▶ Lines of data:
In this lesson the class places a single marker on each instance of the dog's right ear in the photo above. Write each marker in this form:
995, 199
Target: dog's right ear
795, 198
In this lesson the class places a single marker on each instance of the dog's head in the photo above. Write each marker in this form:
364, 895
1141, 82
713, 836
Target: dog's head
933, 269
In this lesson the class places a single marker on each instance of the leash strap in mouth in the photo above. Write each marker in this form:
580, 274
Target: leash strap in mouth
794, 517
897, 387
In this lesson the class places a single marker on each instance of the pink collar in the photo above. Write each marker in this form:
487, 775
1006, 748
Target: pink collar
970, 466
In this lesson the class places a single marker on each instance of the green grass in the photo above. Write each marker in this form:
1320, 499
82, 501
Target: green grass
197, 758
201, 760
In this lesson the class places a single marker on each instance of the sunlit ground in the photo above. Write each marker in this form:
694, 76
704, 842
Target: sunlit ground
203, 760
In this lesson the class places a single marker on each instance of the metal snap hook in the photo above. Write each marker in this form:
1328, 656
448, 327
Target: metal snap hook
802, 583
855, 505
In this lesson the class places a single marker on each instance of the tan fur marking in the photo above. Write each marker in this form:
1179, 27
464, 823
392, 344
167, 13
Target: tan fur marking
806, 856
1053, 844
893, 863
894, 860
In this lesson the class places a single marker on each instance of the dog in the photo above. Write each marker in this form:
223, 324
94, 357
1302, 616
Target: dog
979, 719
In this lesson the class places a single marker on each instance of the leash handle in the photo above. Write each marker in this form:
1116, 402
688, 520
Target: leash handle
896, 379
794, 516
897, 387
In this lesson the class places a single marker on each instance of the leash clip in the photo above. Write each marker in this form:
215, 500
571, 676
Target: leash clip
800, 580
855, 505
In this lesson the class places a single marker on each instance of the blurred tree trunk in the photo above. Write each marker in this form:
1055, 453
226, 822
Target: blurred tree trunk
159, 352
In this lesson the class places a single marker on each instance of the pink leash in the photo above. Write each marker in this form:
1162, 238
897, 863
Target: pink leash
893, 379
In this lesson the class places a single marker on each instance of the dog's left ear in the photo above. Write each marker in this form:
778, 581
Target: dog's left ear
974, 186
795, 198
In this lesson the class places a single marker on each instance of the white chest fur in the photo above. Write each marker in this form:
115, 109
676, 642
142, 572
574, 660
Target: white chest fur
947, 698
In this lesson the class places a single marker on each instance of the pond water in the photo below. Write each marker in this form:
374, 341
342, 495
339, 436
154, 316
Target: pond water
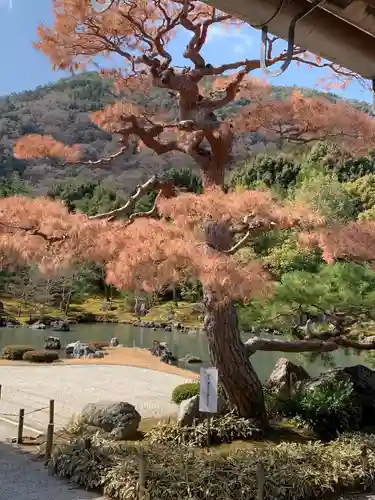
180, 344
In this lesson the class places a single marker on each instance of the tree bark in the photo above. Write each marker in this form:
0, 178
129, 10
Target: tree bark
242, 387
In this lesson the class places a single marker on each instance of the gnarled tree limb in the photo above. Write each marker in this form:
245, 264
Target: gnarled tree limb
153, 184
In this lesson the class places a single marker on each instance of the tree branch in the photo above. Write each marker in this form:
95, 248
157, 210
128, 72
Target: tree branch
152, 184
254, 227
105, 160
279, 345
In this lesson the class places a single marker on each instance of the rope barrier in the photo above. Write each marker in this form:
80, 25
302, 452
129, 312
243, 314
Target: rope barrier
26, 413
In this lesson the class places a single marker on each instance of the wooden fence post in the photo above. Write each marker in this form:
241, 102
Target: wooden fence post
142, 476
50, 429
21, 419
260, 481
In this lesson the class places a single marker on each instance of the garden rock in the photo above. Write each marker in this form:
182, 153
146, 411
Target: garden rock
189, 410
60, 326
53, 343
286, 377
120, 419
114, 342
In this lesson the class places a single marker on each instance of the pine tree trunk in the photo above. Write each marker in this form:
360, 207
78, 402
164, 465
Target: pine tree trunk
242, 387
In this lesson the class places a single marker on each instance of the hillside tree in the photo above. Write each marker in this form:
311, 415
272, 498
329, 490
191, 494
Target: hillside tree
184, 235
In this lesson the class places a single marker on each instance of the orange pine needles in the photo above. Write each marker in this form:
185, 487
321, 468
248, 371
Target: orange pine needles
39, 146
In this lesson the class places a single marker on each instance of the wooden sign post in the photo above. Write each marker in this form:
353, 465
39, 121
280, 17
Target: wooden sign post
208, 395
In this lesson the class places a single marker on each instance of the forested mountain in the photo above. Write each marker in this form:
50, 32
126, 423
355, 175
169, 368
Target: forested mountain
338, 186
63, 111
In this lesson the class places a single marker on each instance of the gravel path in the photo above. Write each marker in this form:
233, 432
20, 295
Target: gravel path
31, 387
73, 386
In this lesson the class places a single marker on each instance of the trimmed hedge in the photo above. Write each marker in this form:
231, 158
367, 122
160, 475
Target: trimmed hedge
185, 391
15, 352
223, 429
42, 356
293, 471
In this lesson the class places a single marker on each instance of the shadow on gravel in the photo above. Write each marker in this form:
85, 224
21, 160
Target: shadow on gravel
22, 477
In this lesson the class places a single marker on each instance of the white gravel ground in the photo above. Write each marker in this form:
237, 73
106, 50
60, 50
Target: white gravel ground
73, 386
31, 387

▶ Exercise goal:
Write out every line above exactly as it is, leaving out the pictures.

▶ The completed task:
In this lesson the class places a single marker on each instance of the dog's right ear in the photo above. Write each marker in this form:
995, 199
Target: dog's right ear
795, 198
In this lesson the class places a single marker on each instance of the dog's head in the photo above. Write each marker in this form:
364, 895
1141, 82
713, 836
Target: dog's head
933, 269
In this lesson the class places a single marker on each instance of the leash strap in mouth in the photo above. Write each marker in this form:
580, 274
Target: leash strap in mouth
794, 517
897, 387
In this lesson the class places a single marker on each instance of the pink collar in the photo above. Write each marker in this form:
487, 775
1006, 748
Target: pink collar
970, 466
In this lesson the class places a single marker on each instance of the green grass in the photo above. Write each marker in this form:
1320, 499
82, 501
Target: green grass
197, 758
201, 760
In this lesson the class places a single marker on each instance of the sunlit ground in the photo above. Write each marker in this form:
694, 76
704, 842
Target: sunlit ground
203, 760
In this lesson the class places a single marker on each instance of the metal snap hook in the photo above. Write each marker in this form:
1328, 656
448, 327
Target: metal snap hook
802, 583
855, 505
In this lesson the class places a single marker on each instance of the tan fur marking in the photo above. Write each marker in this form:
1179, 27
464, 823
392, 344
167, 13
Target: tan fur marking
806, 856
1053, 844
893, 863
894, 860
In this lesson the class places a single marker on each instance of the dog in the photo above. Write each marker in this form:
223, 324
94, 357
1302, 616
Target: dog
979, 719
In this lesson the class places a single marker on each instance of the leash handle in the photo above. Write each marker in this form:
1116, 402
688, 520
Target: leash handle
896, 379
794, 516
897, 387
In this lesson the class places a single marker on each instance of the leash clip in the photo above. Write each marker in this form:
215, 500
571, 676
Target: leash clip
800, 580
855, 505
In this lesson the class places a single marker on each instance of the blurred tree trunk in the photo above. Write each marker in this form:
1055, 453
226, 822
Target: blurred tree trunk
159, 352
In this lesson the class places a single marker on each instance of the pink leash in the photo above. Write each marker in this form:
1162, 238
897, 863
Target: pink leash
893, 379
In this lesson the class places a single marker on each instance of the dog's left ear in the photo above. Write each marker in this form:
778, 581
Target: dog's left ear
974, 186
795, 198
In this lesson the class places a single marker on each instance of the white chest fur in the photo above. Write each marker in this form:
115, 109
676, 642
142, 572
574, 660
Target: white chest fur
947, 698
In this lesson the class places a single marker on each instance of the pond water in the photo below. Write each marker in this form:
374, 341
342, 495
339, 436
154, 316
Target: pond water
180, 344
In this lesson the class places a single marker on each instance of the tree bark in the photo above. Write each marker in this form:
0, 178
129, 10
Target: tree bark
242, 387
In this lesson the class places a single marker on each instance of the gnarled tree limb in the photo above. Write each marker in this form:
245, 264
Target: gnarled tree limb
153, 184
In this lesson the class places a single marker on each instance of the tree branch in the photo above. Write each marker in this form:
95, 248
157, 210
128, 72
Target: tree branch
152, 184
254, 227
105, 160
279, 345
In this lesson the class places a single marker on each instance of the rope barrier in the photo above. Write each marker in this form:
80, 25
302, 452
129, 312
243, 314
Target: rope barrier
26, 413
In this lesson the class places a single marker on each instance of the wooden fence post in the photo above. Write each marker in this form:
241, 102
Target: wooden fence post
142, 476
50, 429
21, 419
260, 481
In this lesson the class places a single marker on each instance of the garden rock in the photo above. Write each marker in this form:
182, 153
146, 411
Target: garden rock
189, 410
60, 326
53, 343
286, 377
120, 419
114, 342
In this lesson the class places a single marker on each instance of the pine tree trunk in the photo above. Write each marker in this form:
360, 207
78, 402
164, 465
Target: pine tree trunk
242, 387
In this lesson the class places a single marker on each instance of the hillside tree in the photo above. Write each marker in this form:
311, 415
272, 498
329, 490
191, 494
Target: hillside tree
184, 235
In this lesson the class places a single marker on each instance of the orange pine needles in the photo above. Write each marker in this form:
185, 487
321, 468
248, 371
Target: orange pine needles
39, 146
In this lesson the class places a single marker on each instance of the wooden sign post in the photo above. Write each marker in this form:
353, 465
39, 121
280, 17
Target: wooden sign post
208, 395
In this lesson the class places a single marker on each instance of the forested mountain in the photo above. Write each marker in this form:
50, 32
126, 423
355, 175
169, 368
Target: forested mountain
338, 186
63, 111
In this lesson the class places a single marker on each instance of the gravel path in the photo above. Write each marker in this form:
233, 432
20, 295
Target: gravel path
31, 387
73, 386
In this lesson the class places a single marker on each instance of the trimmed hedge in the photo above. Write each marker in this form:
231, 158
367, 122
160, 475
Target: trimmed hedge
185, 391
15, 352
223, 429
42, 356
293, 471
In this lesson the class places a single marker on each instance of the shadow on gravel in the photo above. Write each marker in this form:
85, 224
21, 160
Target: shadow on gravel
22, 477
In this lesson the class places a single marker on each instance of the white gravel ground in the photo above. Write each marker in this form:
237, 73
106, 50
60, 50
Target: white gravel ground
73, 386
31, 387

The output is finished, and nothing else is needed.